Yet Mr. Trump’s promise to bring back steel jobs for the workingman simply hasn’t happened. In November there were 83,400 people employed by American iron and steel mills, according to data from the Labor Department. That’s down 100 from last February, the month before Mr. Trump’s tariff announcement. In 2008, the last time steel companies were busting financial records, the employment figure was touching 100,000. It isn’t a failure that steelmakers have made productivity gains, even if Mr. Trump gives a campaign speech in Pittsburgh and tries to present it that way.

Meanwhile, Mr. Trump’s protectionism has hammered businesses that depend on steel. Ford said last month that tariffs cost the car maker $750 million last year, along with $1.1 billion in higher spending on steel and aluminum. As a result, the profit-sharing checks going to Ford’s hourly workers were reduced by somewhere around $750 to $1,850 each, according to the Detroit Free Press. Caterpillar’s costs tied to tariffs were $100 million, and the company says they will double in 2019. Whirlpool, a supposed beneficiary of Mr. Trump’s protectionism, expects its bill next year for tariffs and pricier raw materials will hit $300 million.

- ENTRIES
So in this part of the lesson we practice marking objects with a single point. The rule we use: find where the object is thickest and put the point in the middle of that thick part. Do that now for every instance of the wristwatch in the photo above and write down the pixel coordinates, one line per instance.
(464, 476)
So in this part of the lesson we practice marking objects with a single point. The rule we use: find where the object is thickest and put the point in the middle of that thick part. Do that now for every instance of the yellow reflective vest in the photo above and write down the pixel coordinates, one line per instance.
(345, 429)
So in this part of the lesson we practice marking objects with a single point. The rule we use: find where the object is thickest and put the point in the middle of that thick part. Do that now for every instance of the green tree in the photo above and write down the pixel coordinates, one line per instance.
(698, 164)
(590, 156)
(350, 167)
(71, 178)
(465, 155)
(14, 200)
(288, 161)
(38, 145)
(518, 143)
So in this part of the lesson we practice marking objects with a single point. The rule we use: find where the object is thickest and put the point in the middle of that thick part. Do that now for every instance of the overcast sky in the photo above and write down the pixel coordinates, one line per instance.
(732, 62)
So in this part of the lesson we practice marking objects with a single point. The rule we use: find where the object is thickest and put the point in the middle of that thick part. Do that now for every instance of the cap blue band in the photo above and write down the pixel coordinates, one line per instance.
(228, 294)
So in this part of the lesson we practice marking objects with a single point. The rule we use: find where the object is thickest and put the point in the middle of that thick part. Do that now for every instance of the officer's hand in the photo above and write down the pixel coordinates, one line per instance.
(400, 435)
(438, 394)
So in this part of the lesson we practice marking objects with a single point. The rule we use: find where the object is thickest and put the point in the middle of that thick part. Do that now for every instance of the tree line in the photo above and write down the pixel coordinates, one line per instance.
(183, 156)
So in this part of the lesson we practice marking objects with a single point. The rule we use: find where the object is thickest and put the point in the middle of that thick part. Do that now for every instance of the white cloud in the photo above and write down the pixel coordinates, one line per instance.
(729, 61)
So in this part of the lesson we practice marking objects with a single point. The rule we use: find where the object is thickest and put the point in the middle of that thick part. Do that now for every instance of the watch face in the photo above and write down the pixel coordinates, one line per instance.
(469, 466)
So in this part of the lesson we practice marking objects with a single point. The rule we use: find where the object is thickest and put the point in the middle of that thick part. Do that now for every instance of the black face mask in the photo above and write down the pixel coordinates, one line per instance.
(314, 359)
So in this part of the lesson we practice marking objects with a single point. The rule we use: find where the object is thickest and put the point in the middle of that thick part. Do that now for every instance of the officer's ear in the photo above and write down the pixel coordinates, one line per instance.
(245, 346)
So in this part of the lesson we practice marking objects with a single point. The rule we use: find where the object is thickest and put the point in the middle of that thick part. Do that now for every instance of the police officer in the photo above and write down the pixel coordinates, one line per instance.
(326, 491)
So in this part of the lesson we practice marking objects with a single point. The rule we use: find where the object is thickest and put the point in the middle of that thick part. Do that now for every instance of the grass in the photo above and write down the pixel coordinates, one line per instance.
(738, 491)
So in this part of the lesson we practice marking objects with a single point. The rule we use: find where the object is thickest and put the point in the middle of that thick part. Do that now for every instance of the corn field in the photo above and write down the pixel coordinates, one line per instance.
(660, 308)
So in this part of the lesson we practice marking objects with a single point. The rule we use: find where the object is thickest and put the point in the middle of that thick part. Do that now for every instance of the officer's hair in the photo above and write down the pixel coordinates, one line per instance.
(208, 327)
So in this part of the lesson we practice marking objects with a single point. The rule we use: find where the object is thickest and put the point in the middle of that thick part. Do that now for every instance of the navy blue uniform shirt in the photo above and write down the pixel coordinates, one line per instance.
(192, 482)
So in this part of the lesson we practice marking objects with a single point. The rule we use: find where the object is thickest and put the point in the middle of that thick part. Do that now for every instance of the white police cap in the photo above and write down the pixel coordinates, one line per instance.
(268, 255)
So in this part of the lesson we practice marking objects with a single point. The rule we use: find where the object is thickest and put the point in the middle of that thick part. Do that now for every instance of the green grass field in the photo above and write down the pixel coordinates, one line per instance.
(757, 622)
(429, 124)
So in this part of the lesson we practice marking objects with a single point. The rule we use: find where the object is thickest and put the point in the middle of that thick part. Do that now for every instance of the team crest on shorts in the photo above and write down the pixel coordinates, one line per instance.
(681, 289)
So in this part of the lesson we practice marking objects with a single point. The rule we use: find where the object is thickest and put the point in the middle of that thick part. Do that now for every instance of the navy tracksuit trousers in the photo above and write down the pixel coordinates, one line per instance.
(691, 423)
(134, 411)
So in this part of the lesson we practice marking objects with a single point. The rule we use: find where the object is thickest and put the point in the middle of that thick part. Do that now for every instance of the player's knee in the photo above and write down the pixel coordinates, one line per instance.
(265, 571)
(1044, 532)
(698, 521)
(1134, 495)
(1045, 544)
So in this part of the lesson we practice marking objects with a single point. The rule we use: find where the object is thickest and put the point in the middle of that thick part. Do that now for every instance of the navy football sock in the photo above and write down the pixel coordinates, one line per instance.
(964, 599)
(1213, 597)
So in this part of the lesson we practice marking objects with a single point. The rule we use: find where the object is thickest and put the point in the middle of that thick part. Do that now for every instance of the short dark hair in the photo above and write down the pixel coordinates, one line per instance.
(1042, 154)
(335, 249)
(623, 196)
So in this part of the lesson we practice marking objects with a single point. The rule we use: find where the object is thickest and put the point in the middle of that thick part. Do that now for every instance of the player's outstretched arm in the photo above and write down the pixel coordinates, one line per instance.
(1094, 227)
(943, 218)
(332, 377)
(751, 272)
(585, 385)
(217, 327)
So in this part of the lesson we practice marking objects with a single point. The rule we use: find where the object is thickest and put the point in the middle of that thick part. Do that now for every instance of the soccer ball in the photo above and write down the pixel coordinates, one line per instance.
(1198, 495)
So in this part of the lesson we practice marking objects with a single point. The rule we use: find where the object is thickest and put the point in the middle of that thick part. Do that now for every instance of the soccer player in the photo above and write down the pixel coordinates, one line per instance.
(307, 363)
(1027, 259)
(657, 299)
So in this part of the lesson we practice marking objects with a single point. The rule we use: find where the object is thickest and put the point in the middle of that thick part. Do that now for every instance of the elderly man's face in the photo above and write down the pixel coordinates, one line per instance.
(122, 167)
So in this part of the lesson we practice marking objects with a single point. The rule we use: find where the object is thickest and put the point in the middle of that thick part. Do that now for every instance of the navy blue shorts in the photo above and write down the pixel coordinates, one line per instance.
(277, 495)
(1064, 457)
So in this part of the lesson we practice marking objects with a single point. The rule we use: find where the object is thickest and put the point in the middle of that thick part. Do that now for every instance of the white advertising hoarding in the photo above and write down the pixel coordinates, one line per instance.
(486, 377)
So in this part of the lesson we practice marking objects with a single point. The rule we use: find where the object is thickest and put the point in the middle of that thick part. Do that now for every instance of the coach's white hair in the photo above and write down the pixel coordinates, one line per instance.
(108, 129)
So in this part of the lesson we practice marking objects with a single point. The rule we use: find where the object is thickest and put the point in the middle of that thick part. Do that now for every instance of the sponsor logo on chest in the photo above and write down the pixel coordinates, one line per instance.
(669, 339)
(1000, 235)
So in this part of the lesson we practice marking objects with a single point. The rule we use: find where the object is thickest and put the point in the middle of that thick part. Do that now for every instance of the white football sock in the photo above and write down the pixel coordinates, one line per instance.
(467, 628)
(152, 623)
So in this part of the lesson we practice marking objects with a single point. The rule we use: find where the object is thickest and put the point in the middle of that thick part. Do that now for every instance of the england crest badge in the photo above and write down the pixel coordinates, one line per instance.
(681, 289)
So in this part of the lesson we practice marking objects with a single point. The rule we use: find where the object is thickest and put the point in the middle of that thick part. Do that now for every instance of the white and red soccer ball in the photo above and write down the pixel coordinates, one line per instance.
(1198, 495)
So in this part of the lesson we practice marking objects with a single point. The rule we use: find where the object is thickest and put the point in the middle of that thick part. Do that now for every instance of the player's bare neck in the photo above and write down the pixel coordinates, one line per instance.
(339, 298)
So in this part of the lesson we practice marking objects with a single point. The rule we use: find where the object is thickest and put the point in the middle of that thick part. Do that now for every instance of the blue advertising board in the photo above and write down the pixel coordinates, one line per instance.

- WRITTEN EXERCISE 1
Tally the lines of the listing that contain the word "football" and reply with the number alone.
- WRITTEN EXERCISE 2
Write the next part of the passage on Mr. Trump's steel tariffs, starting after its last sentence.

- RESULT 1
2

- RESULT 2
To calculate the total tariff damage, multiply this effect across every steel buyer nationwide, public and private: metal fabricators, nail manufacturers, pipeline builders, keg makers, and so forth. Then add in the harm that retaliatory tariffs from U.S. trading partners have done to America’s soybean farmers, cranberry growers, bourbon distillers, pork producers, lobster trappers, and so many more. Then add the harm to investment from political uncertainty.